**YOUR INSTRUCTIONS:**
Reproduce the records starting at the line that contains "For the evaluation, point out each instance of the water" and ending at the end of the records, requests included. Increase every coordinate in the answers by 133.

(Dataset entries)

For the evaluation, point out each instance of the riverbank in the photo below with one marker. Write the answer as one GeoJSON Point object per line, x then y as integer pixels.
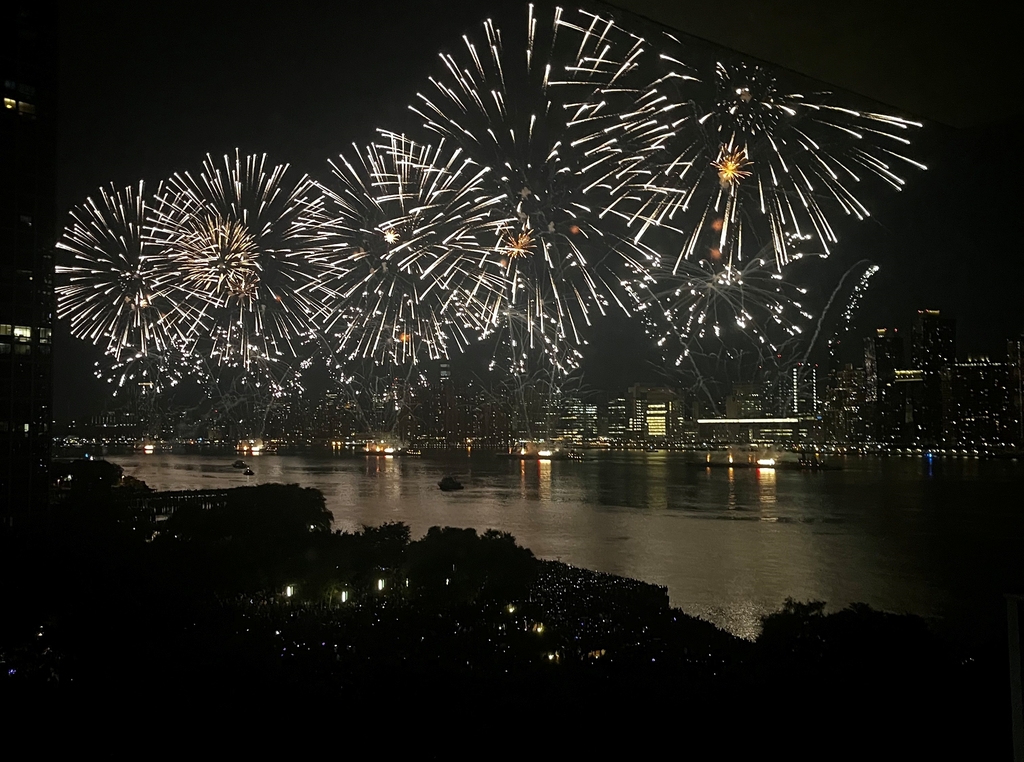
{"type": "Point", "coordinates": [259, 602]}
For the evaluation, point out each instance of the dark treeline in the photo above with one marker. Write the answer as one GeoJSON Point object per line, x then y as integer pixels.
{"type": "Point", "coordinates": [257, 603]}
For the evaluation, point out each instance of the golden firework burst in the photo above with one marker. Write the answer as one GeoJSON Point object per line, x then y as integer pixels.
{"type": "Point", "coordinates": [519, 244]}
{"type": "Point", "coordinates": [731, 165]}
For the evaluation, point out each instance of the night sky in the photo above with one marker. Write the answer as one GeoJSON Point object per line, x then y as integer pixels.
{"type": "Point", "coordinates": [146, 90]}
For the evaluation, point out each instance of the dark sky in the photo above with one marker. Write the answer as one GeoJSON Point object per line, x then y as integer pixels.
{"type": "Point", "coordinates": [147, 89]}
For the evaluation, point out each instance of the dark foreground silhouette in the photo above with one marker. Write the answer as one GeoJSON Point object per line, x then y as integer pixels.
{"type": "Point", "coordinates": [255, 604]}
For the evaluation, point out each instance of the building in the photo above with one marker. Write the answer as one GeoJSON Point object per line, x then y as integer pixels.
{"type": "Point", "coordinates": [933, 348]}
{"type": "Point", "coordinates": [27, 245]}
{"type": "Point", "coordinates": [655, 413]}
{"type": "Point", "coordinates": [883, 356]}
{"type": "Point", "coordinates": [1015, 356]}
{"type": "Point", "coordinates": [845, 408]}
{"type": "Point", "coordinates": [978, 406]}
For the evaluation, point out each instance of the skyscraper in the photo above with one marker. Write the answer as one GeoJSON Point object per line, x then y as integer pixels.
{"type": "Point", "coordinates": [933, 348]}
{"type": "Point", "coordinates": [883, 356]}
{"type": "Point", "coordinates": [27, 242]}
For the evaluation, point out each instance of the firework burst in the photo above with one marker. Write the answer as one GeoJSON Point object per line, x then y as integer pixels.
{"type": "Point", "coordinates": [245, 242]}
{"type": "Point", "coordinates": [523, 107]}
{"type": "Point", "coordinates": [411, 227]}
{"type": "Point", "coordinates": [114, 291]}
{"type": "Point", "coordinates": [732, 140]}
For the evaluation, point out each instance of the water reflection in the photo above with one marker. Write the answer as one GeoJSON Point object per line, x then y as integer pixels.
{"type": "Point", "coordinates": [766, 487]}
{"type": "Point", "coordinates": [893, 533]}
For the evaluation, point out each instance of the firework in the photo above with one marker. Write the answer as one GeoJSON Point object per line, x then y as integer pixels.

**TASK SOLUTION:**
For the evaluation, point out each instance of the water reflection in the photo above with one marker. Write the answer as one GeoJSON Point object per line, x then y as integer pixels.
{"type": "Point", "coordinates": [899, 620]}
{"type": "Point", "coordinates": [1026, 666]}
For the evaluation, point out each instance of the firework in the photo above with one marker. Write the answer as one GeoJSON Point object per line, x then y as integer pixels.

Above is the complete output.